Exercise description – Locate each line in the entries below that contains the string "picture" and copy those lines out in full, treating uppercase and lowercase letters as distinct.

The records –

* * * * * * *

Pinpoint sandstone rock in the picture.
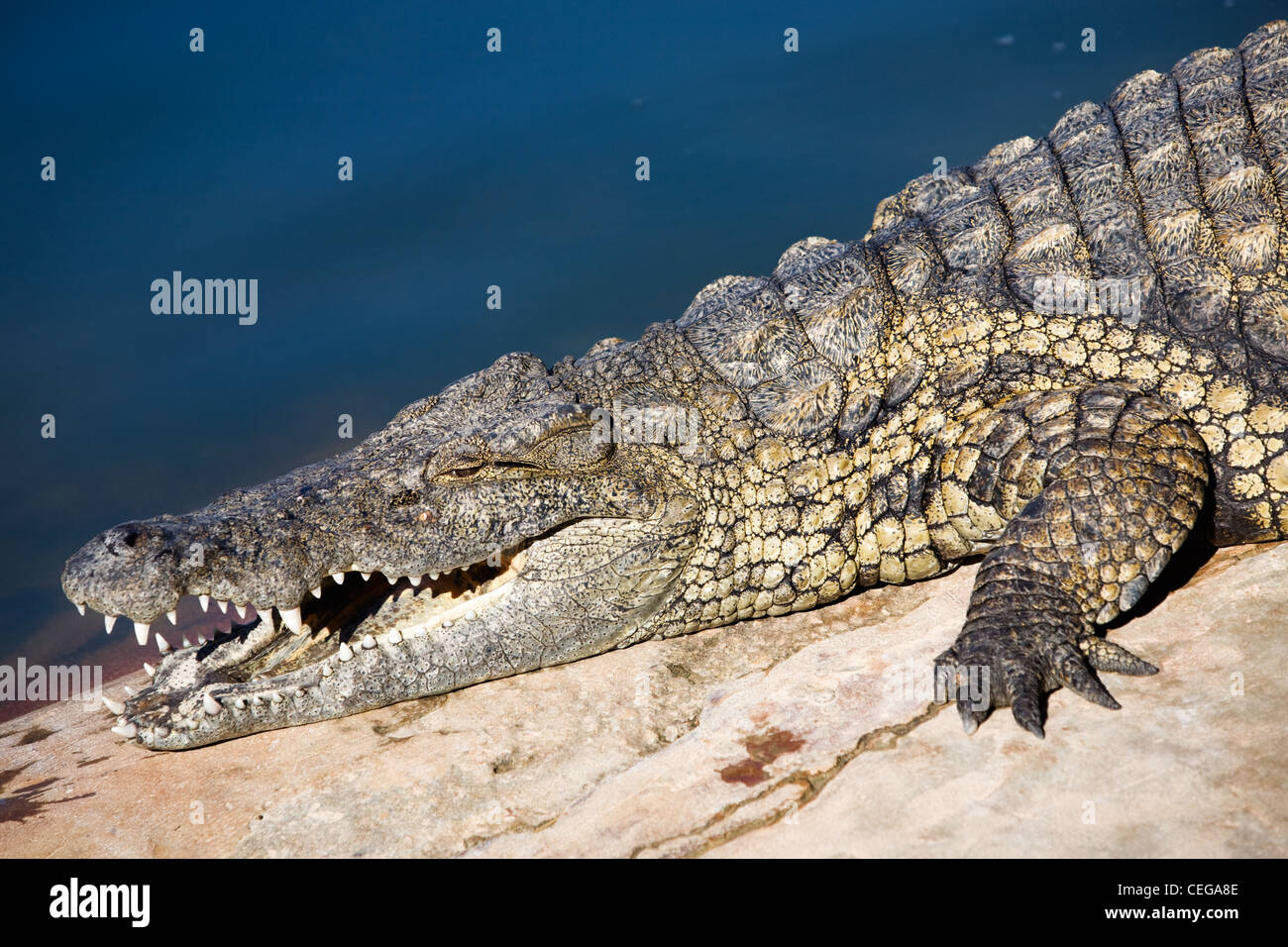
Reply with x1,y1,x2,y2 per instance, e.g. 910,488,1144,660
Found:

* * * * * * *

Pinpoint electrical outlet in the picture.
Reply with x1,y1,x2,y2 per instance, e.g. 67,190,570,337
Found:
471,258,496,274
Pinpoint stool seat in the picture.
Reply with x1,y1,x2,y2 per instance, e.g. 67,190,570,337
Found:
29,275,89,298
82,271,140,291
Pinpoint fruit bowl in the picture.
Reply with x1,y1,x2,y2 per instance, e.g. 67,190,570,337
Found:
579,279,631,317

* * * * * * *

Final answer –
Pinpoint sandstone rock in the picture.
Pinpoint electrical outlet in the picture.
Pinpoint stool seat in the picture.
Pinpoint fruit bowl in the picture.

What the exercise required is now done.